• **GOAL**:
Rewrite every line of the material below as a Markdown table with the columns "No." and "Entry", omitting blank lines.

Bounding box annotation entries:
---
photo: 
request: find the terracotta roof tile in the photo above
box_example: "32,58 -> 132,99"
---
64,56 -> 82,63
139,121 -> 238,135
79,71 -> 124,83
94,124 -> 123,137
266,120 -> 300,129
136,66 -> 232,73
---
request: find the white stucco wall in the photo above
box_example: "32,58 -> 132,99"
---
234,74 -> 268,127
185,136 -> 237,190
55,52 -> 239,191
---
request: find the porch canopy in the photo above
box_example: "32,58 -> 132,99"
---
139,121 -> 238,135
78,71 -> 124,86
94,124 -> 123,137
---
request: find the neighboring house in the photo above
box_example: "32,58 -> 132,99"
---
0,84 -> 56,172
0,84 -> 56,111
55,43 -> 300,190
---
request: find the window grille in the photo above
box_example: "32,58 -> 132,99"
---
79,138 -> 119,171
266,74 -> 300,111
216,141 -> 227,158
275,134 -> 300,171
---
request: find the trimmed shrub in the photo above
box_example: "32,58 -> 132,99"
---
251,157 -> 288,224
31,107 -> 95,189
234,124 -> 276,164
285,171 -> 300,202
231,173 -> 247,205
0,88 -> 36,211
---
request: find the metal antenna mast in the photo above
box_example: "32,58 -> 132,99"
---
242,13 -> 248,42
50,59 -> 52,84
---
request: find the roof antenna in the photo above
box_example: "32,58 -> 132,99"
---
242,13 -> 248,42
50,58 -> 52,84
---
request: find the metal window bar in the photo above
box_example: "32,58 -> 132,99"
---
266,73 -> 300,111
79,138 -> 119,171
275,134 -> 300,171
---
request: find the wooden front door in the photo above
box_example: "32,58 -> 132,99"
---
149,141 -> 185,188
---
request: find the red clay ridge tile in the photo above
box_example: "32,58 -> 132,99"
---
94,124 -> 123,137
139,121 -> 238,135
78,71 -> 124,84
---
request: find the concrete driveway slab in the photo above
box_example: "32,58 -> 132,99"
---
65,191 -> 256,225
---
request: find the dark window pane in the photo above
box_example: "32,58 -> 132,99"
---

• **OUTPUT BELOW**:
| No. | Entry |
|---|---|
| 1 | --- |
| 2 | photo:  |
| 3 | request: find the terracotta roof tile in the photo above |
| 4 | box_example: "32,58 -> 132,99" |
| 5 | --- |
| 6 | 64,56 -> 82,63 |
| 7 | 139,121 -> 238,135 |
| 8 | 79,71 -> 124,83 |
| 9 | 94,124 -> 123,137 |
| 10 | 266,120 -> 300,129 |
| 11 | 136,66 -> 232,73 |
| 12 | --- |
| 13 | request: find the white stucco wall in the photo above |
| 14 | box_example: "32,58 -> 132,99" |
| 15 | --- |
| 16 | 234,74 -> 268,127 |
| 17 | 185,136 -> 237,190 |
| 18 | 55,52 -> 239,191 |
| 19 | --- |
| 20 | request: find the porch canopy in the photo above |
| 21 | box_example: "32,58 -> 132,99" |
| 22 | --- |
| 23 | 139,121 -> 238,135 |
| 24 | 78,71 -> 124,86 |
| 25 | 94,124 -> 123,137 |
| 26 | --- |
| 27 | request: find the neighboring house in the photo above |
| 28 | box_example: "32,58 -> 132,99" |
| 29 | --- |
| 30 | 0,84 -> 56,172 |
| 31 | 0,84 -> 56,111 |
| 32 | 55,43 -> 300,190 |
| 33 | --- |
| 34 | request: find the window grille in the photo above |
| 35 | box_example: "32,58 -> 132,99" |
| 36 | --- |
| 37 | 79,138 -> 119,171 |
| 38 | 266,74 -> 300,111 |
| 39 | 216,141 -> 227,158 |
| 40 | 275,134 -> 300,171 |
| 41 | --- |
| 42 | request: find the trimmed shrub in the photo above |
| 43 | box_example: "32,58 -> 132,99" |
| 44 | --- |
| 45 | 251,157 -> 288,224 |
| 46 | 31,107 -> 95,189 |
| 47 | 234,124 -> 276,164 |
| 48 | 285,171 -> 300,202 |
| 49 | 231,173 -> 247,205 |
| 50 | 0,88 -> 36,211 |
| 51 | --- |
| 52 | request: find the metal antenna mast in the photo above |
| 53 | box_example: "32,58 -> 132,99" |
| 54 | --- |
| 55 | 242,13 -> 248,42 |
| 56 | 50,59 -> 52,84 |
| 57 | --- |
| 58 | request: find the roof antenna in the photo above |
| 59 | box_example: "32,58 -> 132,99" |
| 60 | --- |
| 61 | 242,13 -> 248,42 |
| 62 | 50,58 -> 52,84 |
| 63 | --- |
| 64 | request: find the metal window bar in the photo above |
| 65 | box_example: "32,58 -> 132,99" |
| 66 | --- |
| 67 | 266,73 -> 300,111 |
| 68 | 79,138 -> 119,171 |
| 69 | 275,134 -> 300,171 |
| 70 | --- |
| 71 | request: find the wooden front door in the photo above |
| 72 | box_example: "32,58 -> 132,99" |
| 73 | --- |
| 74 | 149,141 -> 185,188 |
| 75 | --- |
| 76 | request: find the red clay ridge tile in the photo above |
| 77 | box_example: "32,58 -> 132,99" |
| 78 | --- |
| 79 | 94,124 -> 123,137 |
| 80 | 139,121 -> 238,135 |
| 81 | 78,71 -> 124,84 |
| 82 | --- |
| 83 | request: find the concrete driveway slab in the photo above |
| 84 | box_example: "32,58 -> 132,99" |
| 85 | --- |
| 86 | 65,191 -> 256,225 |
| 87 | --- |
| 88 | request: find the dark window pane in the photo above |
| 89 | box_example: "32,58 -> 132,99" |
| 90 | --- |